Task:
Quote, without any change, the line that contains "of the backpack" and all lines that follow it to the end of the data below.

----- Materials provided -----

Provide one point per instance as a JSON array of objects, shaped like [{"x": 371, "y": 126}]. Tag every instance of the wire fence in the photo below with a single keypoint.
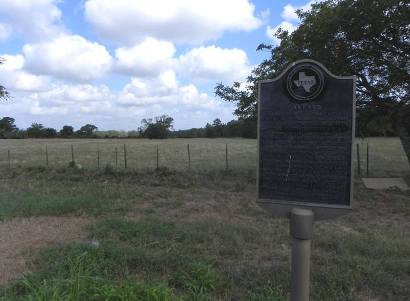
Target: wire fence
[{"x": 377, "y": 156}]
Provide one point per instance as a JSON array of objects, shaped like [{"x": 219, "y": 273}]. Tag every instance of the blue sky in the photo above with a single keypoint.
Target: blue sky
[{"x": 112, "y": 63}]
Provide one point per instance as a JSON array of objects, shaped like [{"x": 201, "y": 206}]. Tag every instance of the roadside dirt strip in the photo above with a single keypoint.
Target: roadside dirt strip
[{"x": 20, "y": 237}]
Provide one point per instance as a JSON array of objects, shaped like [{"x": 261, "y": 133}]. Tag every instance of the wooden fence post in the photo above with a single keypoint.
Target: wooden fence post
[
  {"x": 125, "y": 156},
  {"x": 367, "y": 160},
  {"x": 189, "y": 158},
  {"x": 46, "y": 156},
  {"x": 72, "y": 153},
  {"x": 359, "y": 170},
  {"x": 116, "y": 157},
  {"x": 157, "y": 156},
  {"x": 226, "y": 157}
]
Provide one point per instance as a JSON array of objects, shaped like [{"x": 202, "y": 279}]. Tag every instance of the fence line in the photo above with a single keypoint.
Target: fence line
[{"x": 202, "y": 156}]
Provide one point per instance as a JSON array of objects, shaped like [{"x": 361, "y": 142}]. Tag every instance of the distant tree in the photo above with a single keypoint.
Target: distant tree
[
  {"x": 48, "y": 133},
  {"x": 87, "y": 131},
  {"x": 218, "y": 127},
  {"x": 365, "y": 38},
  {"x": 133, "y": 134},
  {"x": 67, "y": 131},
  {"x": 158, "y": 129},
  {"x": 7, "y": 127},
  {"x": 209, "y": 131},
  {"x": 35, "y": 130},
  {"x": 3, "y": 92}
]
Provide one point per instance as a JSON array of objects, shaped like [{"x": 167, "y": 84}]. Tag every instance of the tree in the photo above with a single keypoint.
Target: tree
[
  {"x": 365, "y": 38},
  {"x": 67, "y": 131},
  {"x": 3, "y": 92},
  {"x": 158, "y": 129},
  {"x": 7, "y": 127},
  {"x": 35, "y": 130},
  {"x": 87, "y": 131},
  {"x": 218, "y": 127}
]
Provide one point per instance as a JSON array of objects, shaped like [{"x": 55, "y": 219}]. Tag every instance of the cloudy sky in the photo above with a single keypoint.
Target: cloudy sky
[{"x": 112, "y": 63}]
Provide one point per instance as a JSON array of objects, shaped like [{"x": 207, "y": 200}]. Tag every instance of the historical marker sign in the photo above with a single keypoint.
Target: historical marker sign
[{"x": 305, "y": 136}]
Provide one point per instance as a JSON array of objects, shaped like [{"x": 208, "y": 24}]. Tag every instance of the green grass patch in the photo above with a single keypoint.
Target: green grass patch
[{"x": 22, "y": 204}]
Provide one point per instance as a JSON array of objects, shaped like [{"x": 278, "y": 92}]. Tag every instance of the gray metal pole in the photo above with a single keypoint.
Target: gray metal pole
[{"x": 301, "y": 224}]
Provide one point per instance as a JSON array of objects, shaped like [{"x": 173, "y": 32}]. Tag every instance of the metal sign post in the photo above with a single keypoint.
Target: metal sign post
[{"x": 305, "y": 142}]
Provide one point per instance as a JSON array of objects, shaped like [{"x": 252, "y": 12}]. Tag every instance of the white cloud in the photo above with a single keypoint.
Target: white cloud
[
  {"x": 290, "y": 20},
  {"x": 35, "y": 19},
  {"x": 14, "y": 78},
  {"x": 285, "y": 25},
  {"x": 129, "y": 21},
  {"x": 70, "y": 100},
  {"x": 68, "y": 57},
  {"x": 148, "y": 58},
  {"x": 289, "y": 13},
  {"x": 5, "y": 31},
  {"x": 215, "y": 63},
  {"x": 163, "y": 91}
]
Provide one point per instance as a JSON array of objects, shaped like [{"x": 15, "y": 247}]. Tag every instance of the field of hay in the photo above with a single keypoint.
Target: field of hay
[
  {"x": 386, "y": 155},
  {"x": 173, "y": 234}
]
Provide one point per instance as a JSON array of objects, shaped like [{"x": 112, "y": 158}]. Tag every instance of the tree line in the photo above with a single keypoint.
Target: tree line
[
  {"x": 160, "y": 127},
  {"x": 8, "y": 129}
]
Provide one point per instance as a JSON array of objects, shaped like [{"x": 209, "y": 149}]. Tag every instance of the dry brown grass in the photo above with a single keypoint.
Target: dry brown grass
[{"x": 21, "y": 237}]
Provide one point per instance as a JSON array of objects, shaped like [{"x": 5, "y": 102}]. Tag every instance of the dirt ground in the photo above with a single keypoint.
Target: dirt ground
[{"x": 19, "y": 237}]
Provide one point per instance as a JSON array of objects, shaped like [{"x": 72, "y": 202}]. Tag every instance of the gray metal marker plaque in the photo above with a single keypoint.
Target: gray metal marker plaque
[{"x": 305, "y": 137}]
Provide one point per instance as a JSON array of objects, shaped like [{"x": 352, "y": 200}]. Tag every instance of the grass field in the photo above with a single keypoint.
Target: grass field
[
  {"x": 172, "y": 234},
  {"x": 386, "y": 155}
]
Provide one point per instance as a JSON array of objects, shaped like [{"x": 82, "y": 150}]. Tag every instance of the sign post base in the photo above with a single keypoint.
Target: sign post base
[{"x": 301, "y": 225}]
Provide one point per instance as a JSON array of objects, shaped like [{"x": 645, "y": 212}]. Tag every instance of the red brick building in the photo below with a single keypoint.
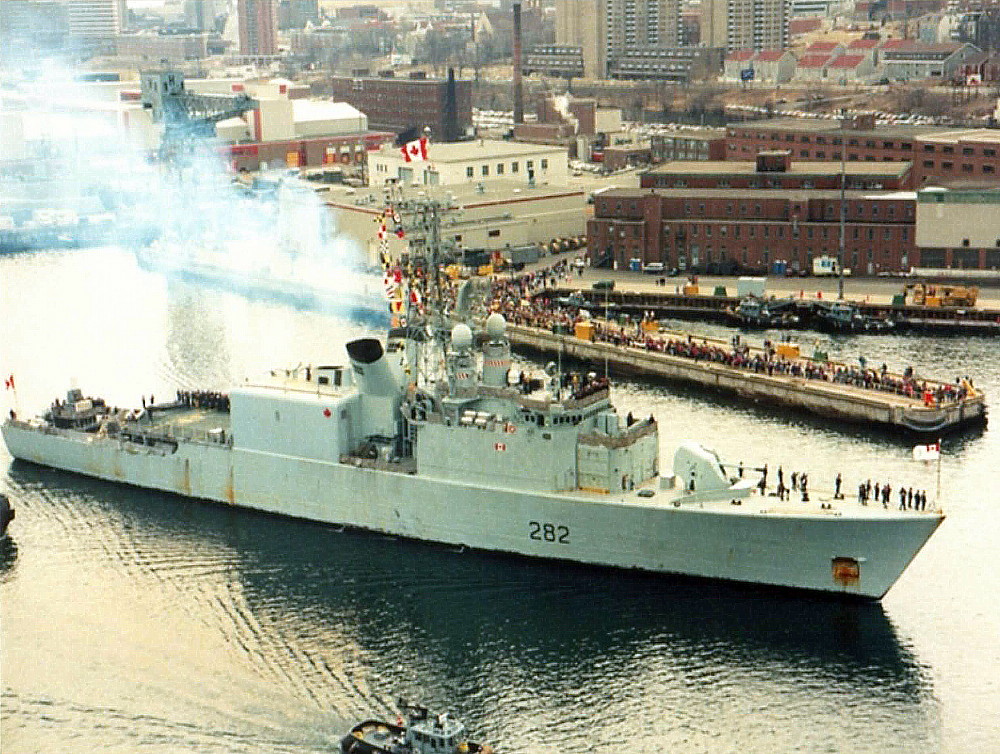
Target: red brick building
[
  {"x": 351, "y": 149},
  {"x": 776, "y": 170},
  {"x": 730, "y": 230},
  {"x": 938, "y": 154},
  {"x": 395, "y": 104}
]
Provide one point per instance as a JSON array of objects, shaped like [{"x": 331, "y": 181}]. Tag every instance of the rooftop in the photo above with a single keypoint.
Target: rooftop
[
  {"x": 372, "y": 199},
  {"x": 819, "y": 125},
  {"x": 813, "y": 61},
  {"x": 847, "y": 61},
  {"x": 305, "y": 110},
  {"x": 481, "y": 149},
  {"x": 792, "y": 194},
  {"x": 797, "y": 168},
  {"x": 978, "y": 135}
]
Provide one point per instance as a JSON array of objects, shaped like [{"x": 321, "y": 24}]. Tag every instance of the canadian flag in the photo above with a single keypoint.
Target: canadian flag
[
  {"x": 415, "y": 151},
  {"x": 927, "y": 452},
  {"x": 413, "y": 145}
]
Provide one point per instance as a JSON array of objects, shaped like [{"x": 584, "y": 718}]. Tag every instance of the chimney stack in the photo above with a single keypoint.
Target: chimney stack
[{"x": 518, "y": 87}]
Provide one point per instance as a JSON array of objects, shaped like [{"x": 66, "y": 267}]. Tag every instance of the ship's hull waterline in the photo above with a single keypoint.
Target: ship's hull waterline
[{"x": 744, "y": 543}]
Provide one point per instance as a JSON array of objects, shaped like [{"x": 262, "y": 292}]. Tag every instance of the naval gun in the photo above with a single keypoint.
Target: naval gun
[{"x": 186, "y": 116}]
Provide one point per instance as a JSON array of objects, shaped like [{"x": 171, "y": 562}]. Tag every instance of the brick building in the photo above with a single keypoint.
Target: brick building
[
  {"x": 395, "y": 104},
  {"x": 347, "y": 150},
  {"x": 730, "y": 230},
  {"x": 938, "y": 154},
  {"x": 776, "y": 170}
]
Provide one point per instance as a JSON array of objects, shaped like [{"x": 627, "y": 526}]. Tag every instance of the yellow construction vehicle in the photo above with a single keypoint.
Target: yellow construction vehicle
[{"x": 941, "y": 295}]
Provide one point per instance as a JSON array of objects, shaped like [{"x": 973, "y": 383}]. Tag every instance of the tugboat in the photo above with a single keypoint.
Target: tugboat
[
  {"x": 424, "y": 733},
  {"x": 6, "y": 514},
  {"x": 841, "y": 317},
  {"x": 755, "y": 313}
]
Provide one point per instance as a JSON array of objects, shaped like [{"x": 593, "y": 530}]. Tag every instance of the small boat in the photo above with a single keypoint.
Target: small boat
[
  {"x": 756, "y": 313},
  {"x": 841, "y": 317},
  {"x": 6, "y": 513},
  {"x": 422, "y": 734}
]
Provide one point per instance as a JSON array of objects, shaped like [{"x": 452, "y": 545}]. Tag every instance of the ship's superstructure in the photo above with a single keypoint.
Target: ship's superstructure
[{"x": 435, "y": 437}]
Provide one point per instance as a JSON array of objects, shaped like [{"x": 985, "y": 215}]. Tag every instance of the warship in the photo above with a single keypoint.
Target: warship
[
  {"x": 432, "y": 435},
  {"x": 423, "y": 733}
]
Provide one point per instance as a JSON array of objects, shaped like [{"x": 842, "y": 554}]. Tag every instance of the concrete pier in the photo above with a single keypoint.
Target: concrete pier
[{"x": 833, "y": 400}]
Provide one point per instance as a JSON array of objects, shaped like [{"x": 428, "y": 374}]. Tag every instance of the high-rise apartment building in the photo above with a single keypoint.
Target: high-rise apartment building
[
  {"x": 200, "y": 14},
  {"x": 745, "y": 24},
  {"x": 95, "y": 19},
  {"x": 257, "y": 27},
  {"x": 606, "y": 29}
]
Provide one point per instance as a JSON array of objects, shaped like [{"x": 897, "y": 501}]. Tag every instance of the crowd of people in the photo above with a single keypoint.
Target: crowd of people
[
  {"x": 203, "y": 399},
  {"x": 910, "y": 498}
]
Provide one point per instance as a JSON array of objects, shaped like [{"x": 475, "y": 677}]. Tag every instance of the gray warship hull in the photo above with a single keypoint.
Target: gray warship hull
[{"x": 758, "y": 541}]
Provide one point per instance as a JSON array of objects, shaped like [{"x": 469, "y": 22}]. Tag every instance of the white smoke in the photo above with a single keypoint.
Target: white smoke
[
  {"x": 561, "y": 103},
  {"x": 189, "y": 216}
]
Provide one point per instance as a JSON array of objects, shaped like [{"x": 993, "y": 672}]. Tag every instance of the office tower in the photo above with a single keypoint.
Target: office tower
[
  {"x": 257, "y": 27},
  {"x": 95, "y": 19},
  {"x": 605, "y": 29},
  {"x": 744, "y": 24}
]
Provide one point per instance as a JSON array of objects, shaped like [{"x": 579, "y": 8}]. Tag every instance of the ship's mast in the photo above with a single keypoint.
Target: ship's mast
[{"x": 420, "y": 219}]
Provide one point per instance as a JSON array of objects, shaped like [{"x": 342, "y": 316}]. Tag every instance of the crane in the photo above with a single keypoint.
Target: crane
[{"x": 186, "y": 116}]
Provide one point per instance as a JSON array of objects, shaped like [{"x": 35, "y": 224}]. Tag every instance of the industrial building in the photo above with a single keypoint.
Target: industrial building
[
  {"x": 958, "y": 229},
  {"x": 395, "y": 104},
  {"x": 777, "y": 170},
  {"x": 482, "y": 161},
  {"x": 728, "y": 230},
  {"x": 491, "y": 216},
  {"x": 938, "y": 154}
]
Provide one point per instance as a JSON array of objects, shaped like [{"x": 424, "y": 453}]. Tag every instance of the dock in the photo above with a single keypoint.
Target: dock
[
  {"x": 908, "y": 318},
  {"x": 929, "y": 413}
]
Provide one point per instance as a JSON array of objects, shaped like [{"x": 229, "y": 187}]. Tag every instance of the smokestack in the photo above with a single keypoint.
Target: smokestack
[
  {"x": 518, "y": 87},
  {"x": 451, "y": 132}
]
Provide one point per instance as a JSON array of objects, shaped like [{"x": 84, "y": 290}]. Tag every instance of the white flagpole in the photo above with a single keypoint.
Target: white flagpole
[{"x": 939, "y": 475}]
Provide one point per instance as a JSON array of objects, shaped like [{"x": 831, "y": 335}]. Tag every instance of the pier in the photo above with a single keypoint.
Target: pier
[
  {"x": 889, "y": 400},
  {"x": 908, "y": 318}
]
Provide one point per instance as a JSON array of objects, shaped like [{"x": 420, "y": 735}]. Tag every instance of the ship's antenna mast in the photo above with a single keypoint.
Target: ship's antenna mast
[{"x": 421, "y": 219}]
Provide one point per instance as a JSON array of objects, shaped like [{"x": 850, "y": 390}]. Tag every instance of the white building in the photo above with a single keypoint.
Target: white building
[
  {"x": 483, "y": 161},
  {"x": 494, "y": 216}
]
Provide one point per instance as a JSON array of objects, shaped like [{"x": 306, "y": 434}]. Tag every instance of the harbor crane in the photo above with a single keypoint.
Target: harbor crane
[{"x": 186, "y": 116}]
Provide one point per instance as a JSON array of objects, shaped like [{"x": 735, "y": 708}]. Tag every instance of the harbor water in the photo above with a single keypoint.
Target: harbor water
[{"x": 139, "y": 621}]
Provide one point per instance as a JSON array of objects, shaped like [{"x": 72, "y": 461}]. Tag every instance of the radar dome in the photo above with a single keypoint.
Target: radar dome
[
  {"x": 495, "y": 326},
  {"x": 461, "y": 337}
]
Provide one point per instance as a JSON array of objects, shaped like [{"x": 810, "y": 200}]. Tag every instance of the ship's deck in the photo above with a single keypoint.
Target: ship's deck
[{"x": 185, "y": 422}]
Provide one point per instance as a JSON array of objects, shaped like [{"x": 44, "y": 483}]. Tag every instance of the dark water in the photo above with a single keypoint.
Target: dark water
[{"x": 140, "y": 621}]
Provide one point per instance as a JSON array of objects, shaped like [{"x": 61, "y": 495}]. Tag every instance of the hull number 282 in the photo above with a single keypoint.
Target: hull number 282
[{"x": 546, "y": 532}]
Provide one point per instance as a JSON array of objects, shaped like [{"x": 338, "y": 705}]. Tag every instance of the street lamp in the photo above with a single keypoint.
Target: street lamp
[{"x": 843, "y": 208}]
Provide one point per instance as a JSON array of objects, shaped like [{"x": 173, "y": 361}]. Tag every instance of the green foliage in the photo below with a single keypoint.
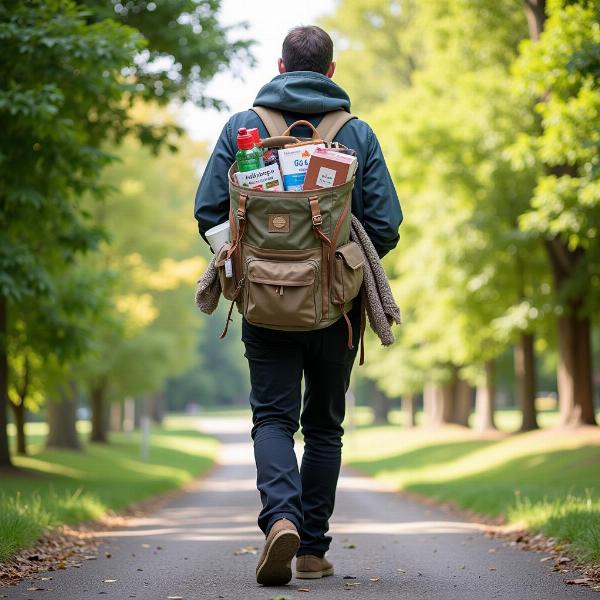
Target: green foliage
[
  {"x": 559, "y": 75},
  {"x": 186, "y": 46},
  {"x": 148, "y": 329},
  {"x": 466, "y": 152},
  {"x": 540, "y": 480}
]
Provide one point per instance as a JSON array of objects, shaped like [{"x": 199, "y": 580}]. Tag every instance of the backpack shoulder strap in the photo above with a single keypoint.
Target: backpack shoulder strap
[
  {"x": 332, "y": 122},
  {"x": 272, "y": 119}
]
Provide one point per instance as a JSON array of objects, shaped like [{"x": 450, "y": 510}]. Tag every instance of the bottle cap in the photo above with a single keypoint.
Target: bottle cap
[
  {"x": 245, "y": 139},
  {"x": 255, "y": 135}
]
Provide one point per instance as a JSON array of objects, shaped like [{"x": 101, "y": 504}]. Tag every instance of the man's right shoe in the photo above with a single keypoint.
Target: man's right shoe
[
  {"x": 275, "y": 562},
  {"x": 313, "y": 567}
]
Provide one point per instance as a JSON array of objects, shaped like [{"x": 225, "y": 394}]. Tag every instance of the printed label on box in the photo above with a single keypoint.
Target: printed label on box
[{"x": 326, "y": 177}]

-----

Task output:
Provide one point per instance as a JSON array of objects, shaped like [{"x": 199, "y": 580}]. Tag every instance of the backpack shoulder strap in the photo above with a single keypoint.
Target: backpack shoulder strap
[
  {"x": 332, "y": 122},
  {"x": 272, "y": 119}
]
Provide one point per instance as a JSON array of objects, shaped like [{"x": 450, "y": 510}]. Tag every instance of the bottle cap in the photo above with a single keypoint.
Target: bottle cap
[
  {"x": 245, "y": 139},
  {"x": 255, "y": 135}
]
Provide one point per instance as a JSON array of objects, shaped like [{"x": 101, "y": 504}]. Tag every instance of the man's right shoe in the photo above with a single keypoint.
Target: man's right shoe
[
  {"x": 275, "y": 562},
  {"x": 313, "y": 567}
]
Provide one point per instance as a JSON array of objects, shaped like [{"x": 225, "y": 394}]. Tag every instance of the printed label on box in the photo above with a single keypoint.
Target: printed label on box
[{"x": 326, "y": 177}]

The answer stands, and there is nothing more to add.